_Instructions to follow_
Among the entries below, extract exactly the lines that run from the one with "point(573, 294)" through the one with "point(860, 295)", both ends included.

Records excerpted from a collection
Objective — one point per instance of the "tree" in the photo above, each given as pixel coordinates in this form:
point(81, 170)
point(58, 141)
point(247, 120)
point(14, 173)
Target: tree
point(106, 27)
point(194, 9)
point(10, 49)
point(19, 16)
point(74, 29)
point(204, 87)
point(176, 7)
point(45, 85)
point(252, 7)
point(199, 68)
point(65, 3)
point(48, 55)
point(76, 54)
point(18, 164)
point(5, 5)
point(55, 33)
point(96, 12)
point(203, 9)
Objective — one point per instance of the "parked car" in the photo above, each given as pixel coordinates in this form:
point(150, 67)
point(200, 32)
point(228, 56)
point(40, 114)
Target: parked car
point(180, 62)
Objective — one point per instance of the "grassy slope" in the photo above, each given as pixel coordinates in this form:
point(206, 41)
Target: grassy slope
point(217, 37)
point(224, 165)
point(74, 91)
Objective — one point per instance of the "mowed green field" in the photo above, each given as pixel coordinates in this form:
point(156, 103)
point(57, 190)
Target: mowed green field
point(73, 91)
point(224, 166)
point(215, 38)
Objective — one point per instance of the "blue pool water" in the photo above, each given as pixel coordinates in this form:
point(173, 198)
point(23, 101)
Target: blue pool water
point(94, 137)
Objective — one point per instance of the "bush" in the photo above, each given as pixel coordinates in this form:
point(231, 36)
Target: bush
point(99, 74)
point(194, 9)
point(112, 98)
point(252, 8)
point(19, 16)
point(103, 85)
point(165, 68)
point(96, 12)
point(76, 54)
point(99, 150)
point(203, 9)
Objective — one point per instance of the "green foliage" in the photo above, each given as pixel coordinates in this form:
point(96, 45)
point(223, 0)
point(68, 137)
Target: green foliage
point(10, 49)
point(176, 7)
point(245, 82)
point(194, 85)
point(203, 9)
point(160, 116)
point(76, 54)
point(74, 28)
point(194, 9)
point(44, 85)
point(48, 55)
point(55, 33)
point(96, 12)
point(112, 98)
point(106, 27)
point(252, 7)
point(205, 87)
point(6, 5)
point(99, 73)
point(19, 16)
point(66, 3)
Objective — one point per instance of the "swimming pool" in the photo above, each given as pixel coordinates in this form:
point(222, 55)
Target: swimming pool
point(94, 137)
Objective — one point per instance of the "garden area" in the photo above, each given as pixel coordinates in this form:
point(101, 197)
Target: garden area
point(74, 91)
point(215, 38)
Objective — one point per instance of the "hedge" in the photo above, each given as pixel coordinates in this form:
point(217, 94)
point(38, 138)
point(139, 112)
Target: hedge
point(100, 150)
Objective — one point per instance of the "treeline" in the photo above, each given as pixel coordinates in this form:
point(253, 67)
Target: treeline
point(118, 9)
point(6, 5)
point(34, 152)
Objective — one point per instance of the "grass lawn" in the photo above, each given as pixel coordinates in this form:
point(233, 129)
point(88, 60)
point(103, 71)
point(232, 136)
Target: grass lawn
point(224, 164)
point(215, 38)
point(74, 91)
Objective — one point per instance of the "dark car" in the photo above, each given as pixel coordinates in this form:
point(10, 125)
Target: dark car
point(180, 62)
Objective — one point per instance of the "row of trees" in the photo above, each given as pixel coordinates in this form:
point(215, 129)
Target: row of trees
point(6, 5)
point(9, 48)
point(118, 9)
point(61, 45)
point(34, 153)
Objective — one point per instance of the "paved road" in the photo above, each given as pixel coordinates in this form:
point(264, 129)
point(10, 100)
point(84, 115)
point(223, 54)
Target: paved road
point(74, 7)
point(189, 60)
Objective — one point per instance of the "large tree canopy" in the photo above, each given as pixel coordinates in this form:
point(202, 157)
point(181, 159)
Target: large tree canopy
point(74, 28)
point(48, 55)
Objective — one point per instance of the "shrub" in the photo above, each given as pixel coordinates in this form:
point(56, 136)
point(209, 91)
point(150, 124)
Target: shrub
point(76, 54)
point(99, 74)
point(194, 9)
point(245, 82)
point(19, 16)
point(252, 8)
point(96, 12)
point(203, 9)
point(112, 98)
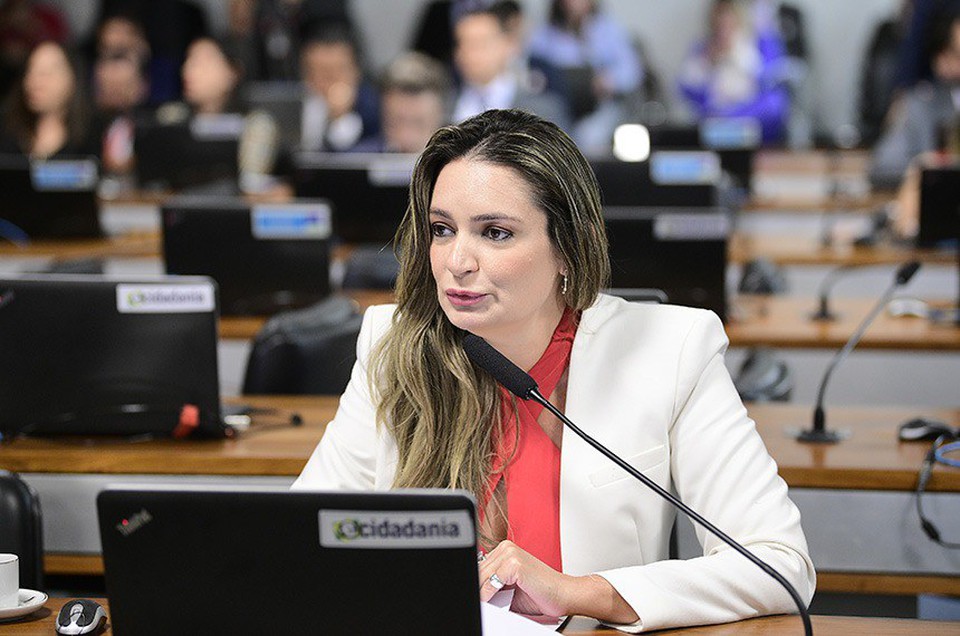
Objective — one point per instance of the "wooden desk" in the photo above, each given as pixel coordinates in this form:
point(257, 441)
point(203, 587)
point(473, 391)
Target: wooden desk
point(784, 321)
point(872, 459)
point(813, 181)
point(41, 623)
point(134, 245)
point(774, 321)
point(790, 250)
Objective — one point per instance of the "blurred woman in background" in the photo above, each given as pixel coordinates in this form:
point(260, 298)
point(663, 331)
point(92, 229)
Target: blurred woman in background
point(47, 114)
point(212, 75)
point(736, 70)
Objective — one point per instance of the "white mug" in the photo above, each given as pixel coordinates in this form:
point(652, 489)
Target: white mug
point(9, 581)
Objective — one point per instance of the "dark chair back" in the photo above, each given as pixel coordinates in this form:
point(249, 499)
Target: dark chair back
point(21, 528)
point(307, 351)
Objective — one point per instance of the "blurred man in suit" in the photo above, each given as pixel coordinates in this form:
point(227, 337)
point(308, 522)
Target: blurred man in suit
point(924, 113)
point(484, 58)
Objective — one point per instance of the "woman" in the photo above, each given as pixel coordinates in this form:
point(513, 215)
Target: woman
point(211, 75)
point(736, 71)
point(504, 238)
point(47, 115)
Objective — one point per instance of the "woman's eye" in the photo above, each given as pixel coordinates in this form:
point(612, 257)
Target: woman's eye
point(439, 229)
point(497, 234)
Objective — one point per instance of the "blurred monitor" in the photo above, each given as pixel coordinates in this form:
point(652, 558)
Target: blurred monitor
point(198, 152)
point(680, 251)
point(52, 199)
point(684, 179)
point(734, 139)
point(939, 205)
point(577, 89)
point(264, 560)
point(282, 100)
point(87, 355)
point(265, 257)
point(368, 192)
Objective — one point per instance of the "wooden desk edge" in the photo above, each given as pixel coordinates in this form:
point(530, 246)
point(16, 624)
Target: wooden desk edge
point(852, 582)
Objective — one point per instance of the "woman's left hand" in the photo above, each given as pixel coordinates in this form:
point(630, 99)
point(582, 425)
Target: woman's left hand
point(539, 589)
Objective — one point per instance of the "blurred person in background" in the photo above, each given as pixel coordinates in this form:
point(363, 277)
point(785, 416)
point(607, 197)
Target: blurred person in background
point(47, 112)
point(212, 74)
point(736, 70)
point(580, 34)
point(121, 87)
point(918, 120)
point(485, 59)
point(169, 26)
point(269, 33)
point(340, 108)
point(415, 95)
point(23, 25)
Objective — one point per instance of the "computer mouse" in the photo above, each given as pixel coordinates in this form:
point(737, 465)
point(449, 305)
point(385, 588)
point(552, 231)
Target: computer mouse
point(81, 616)
point(920, 428)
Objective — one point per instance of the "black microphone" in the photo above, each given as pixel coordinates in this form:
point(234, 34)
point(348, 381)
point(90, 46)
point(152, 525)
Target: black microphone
point(6, 297)
point(819, 433)
point(515, 380)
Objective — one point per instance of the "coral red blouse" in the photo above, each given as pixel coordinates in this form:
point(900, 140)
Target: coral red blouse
point(531, 476)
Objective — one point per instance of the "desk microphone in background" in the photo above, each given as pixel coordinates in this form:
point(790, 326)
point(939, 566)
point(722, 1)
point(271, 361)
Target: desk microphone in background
point(826, 286)
point(819, 433)
point(515, 380)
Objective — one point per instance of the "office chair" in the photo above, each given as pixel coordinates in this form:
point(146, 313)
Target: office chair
point(21, 528)
point(306, 351)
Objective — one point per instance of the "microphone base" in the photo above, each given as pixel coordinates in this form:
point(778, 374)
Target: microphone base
point(813, 436)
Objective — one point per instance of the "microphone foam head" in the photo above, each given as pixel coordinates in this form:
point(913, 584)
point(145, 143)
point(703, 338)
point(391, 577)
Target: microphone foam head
point(906, 272)
point(512, 377)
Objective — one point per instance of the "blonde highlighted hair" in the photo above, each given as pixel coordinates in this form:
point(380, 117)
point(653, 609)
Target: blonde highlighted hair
point(440, 408)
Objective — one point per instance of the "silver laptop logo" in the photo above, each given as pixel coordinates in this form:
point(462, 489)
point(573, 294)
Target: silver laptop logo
point(134, 522)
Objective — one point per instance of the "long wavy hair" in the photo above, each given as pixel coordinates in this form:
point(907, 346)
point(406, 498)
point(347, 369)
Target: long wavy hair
point(440, 408)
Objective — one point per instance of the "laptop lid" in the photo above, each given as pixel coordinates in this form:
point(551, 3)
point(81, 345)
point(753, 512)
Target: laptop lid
point(680, 251)
point(939, 206)
point(89, 355)
point(265, 257)
point(369, 192)
point(268, 561)
point(53, 199)
point(189, 154)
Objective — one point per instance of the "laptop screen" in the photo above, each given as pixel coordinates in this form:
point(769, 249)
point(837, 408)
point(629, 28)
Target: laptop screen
point(48, 199)
point(267, 561)
point(95, 355)
point(265, 257)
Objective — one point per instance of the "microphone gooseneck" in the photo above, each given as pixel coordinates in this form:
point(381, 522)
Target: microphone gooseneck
point(513, 377)
point(819, 433)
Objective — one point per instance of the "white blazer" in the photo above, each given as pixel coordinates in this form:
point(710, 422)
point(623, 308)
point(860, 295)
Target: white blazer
point(649, 382)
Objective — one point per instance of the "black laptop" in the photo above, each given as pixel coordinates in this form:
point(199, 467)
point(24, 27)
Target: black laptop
point(190, 154)
point(265, 257)
point(939, 206)
point(268, 561)
point(368, 192)
point(679, 251)
point(90, 355)
point(53, 199)
point(679, 178)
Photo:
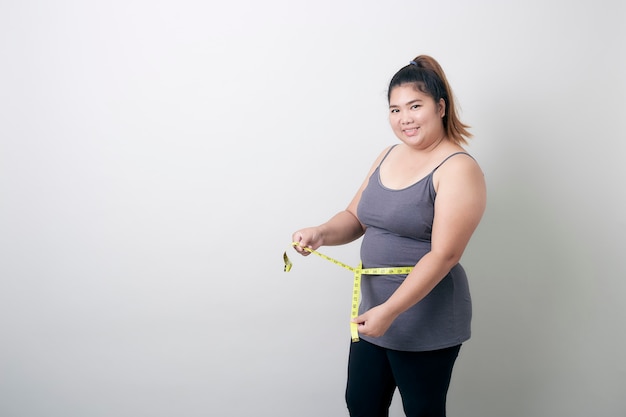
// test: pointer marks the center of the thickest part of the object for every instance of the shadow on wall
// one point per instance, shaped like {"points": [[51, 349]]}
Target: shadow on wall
{"points": [[537, 306]]}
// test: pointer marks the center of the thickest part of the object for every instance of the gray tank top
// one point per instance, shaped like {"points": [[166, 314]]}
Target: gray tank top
{"points": [[398, 231]]}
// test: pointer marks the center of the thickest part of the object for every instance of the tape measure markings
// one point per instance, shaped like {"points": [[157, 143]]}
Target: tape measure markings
{"points": [[356, 286]]}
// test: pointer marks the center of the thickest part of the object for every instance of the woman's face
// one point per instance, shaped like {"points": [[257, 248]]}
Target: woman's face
{"points": [[415, 117]]}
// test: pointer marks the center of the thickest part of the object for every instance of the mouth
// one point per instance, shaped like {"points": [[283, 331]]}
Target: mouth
{"points": [[410, 132]]}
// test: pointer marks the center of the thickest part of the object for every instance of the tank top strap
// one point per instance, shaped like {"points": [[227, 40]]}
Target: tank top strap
{"points": [[450, 156], [385, 157]]}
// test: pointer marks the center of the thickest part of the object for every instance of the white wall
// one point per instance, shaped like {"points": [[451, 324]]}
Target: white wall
{"points": [[155, 157]]}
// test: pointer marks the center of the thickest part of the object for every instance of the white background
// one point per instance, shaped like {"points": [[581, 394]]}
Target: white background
{"points": [[155, 157]]}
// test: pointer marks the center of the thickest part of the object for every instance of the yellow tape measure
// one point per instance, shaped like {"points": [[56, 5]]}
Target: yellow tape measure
{"points": [[356, 286]]}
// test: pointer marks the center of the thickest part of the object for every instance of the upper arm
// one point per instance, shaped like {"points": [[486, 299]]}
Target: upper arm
{"points": [[459, 205]]}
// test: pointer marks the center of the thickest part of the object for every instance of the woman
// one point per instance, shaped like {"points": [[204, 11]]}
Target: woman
{"points": [[419, 205]]}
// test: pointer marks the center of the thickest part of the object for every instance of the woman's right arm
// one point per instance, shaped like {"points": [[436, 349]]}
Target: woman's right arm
{"points": [[343, 227]]}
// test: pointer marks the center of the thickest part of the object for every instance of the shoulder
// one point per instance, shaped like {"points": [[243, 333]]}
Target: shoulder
{"points": [[459, 167]]}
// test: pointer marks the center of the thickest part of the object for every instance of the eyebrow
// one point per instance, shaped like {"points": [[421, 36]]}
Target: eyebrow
{"points": [[408, 103]]}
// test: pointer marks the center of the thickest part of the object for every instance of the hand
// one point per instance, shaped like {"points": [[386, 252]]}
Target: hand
{"points": [[374, 322], [309, 237]]}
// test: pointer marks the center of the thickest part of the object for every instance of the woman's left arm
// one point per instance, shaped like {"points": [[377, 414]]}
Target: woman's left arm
{"points": [[459, 206]]}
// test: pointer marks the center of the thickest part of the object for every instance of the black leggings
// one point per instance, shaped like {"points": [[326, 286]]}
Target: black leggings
{"points": [[422, 378]]}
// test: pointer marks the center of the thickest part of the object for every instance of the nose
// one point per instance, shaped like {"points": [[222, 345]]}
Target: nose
{"points": [[406, 117]]}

_Written answer_
point(573, 294)
Target: silver laptop logo
point(134, 522)
Objective — one point per instance of the "long wavy hair" in the photo above, each given as pixel coordinates in this form:
point(907, 346)
point(406, 498)
point(347, 369)
Target: long wavy hair
point(440, 408)
Objective — one point per instance of the "laptop lid" in the photo above, each given as pixel coordinates in this form:
point(551, 3)
point(81, 345)
point(753, 512)
Target: laptop lid
point(680, 251)
point(939, 206)
point(89, 355)
point(265, 257)
point(369, 192)
point(268, 561)
point(53, 199)
point(189, 154)
Objective — one point per instance of the "laptop screen" in the photo above, each given as pixel coordinates in this form:
point(769, 249)
point(837, 408)
point(629, 28)
Target: laptop screen
point(48, 199)
point(267, 561)
point(95, 355)
point(265, 257)
Objective — one point per instance of the "microphone gooseneck" in the photo above, each given as pixel coordinates in this form:
point(381, 522)
Target: microphone gooseneck
point(513, 377)
point(819, 433)
Objective — one point per instance of the "white blazer" in the photo above, each given as pixel coordinates in this form:
point(710, 422)
point(623, 308)
point(860, 295)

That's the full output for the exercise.